# Data listing:
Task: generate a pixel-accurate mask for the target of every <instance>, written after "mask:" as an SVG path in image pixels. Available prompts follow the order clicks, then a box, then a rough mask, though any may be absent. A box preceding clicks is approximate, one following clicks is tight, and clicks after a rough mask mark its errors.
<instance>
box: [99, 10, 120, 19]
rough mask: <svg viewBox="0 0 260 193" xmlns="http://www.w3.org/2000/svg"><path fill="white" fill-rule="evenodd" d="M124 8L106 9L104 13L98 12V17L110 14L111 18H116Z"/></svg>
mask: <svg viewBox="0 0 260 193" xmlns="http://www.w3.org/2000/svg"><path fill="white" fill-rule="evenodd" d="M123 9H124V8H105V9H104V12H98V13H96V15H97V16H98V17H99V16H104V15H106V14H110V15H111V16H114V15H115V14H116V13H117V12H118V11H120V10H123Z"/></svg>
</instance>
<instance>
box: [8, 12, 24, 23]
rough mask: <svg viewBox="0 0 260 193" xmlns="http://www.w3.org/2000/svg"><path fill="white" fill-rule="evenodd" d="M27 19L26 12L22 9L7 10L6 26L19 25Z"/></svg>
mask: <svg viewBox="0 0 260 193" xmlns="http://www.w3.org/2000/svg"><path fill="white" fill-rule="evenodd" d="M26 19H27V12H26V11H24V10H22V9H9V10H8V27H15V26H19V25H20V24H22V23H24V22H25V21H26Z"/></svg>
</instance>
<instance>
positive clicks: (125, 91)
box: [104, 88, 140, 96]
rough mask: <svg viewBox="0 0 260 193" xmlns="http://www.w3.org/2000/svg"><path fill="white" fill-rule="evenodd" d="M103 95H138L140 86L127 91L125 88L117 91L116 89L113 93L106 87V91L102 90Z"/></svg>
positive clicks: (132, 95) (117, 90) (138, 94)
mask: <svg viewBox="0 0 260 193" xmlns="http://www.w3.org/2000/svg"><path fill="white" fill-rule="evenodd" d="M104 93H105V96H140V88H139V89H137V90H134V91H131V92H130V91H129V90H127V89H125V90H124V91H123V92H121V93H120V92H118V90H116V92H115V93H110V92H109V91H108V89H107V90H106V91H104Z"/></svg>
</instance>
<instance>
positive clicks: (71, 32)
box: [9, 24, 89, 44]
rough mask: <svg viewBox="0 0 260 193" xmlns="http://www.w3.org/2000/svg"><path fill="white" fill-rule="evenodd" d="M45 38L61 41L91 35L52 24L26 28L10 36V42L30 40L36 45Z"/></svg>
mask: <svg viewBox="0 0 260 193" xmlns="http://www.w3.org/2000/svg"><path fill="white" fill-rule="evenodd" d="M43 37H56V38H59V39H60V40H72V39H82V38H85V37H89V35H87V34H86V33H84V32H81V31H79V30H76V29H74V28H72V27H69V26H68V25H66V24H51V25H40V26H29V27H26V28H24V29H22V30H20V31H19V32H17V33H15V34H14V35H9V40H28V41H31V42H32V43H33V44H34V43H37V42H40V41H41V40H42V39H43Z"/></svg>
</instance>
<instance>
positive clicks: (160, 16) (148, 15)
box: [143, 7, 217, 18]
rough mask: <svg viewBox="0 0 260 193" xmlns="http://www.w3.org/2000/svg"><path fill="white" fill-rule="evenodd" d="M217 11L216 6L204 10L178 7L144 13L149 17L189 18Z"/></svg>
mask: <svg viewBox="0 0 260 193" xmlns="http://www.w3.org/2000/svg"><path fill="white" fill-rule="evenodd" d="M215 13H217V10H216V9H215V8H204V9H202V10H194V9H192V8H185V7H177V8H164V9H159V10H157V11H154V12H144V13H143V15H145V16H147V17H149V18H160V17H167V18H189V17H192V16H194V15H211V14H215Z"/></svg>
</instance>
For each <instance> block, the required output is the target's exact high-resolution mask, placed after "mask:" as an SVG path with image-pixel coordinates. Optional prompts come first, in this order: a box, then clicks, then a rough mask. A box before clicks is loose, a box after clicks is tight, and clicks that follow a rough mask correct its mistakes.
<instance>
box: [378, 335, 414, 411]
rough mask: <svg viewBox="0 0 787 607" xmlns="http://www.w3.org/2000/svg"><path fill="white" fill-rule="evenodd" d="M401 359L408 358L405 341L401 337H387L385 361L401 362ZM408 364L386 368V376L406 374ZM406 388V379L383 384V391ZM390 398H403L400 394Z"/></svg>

# What you have to do:
The answer is each line in which the word "order" occurs, copied from the material above.

# Task result:
Task: generate a pixel-accurate mask for the target of every <instance>, written after "mask:" as an SVG path in image pixels. Available prompts follow the order clicks, then a box, then a rough mask, though any may be absent. A box preceding clicks is approximate, one following clicks is tight, and clicks after a rough mask mark its errors.
For each <instance> block, the required output is the target's exact high-resolution mask, placed after "mask:" as an SVG path with image-pixel coordinates. Optional prompts come first, in this order: a box, then clicks, then a rough mask. A box before clicks is loose, a box after clicks is tight, and clicks that follow a rough mask correct its mistakes.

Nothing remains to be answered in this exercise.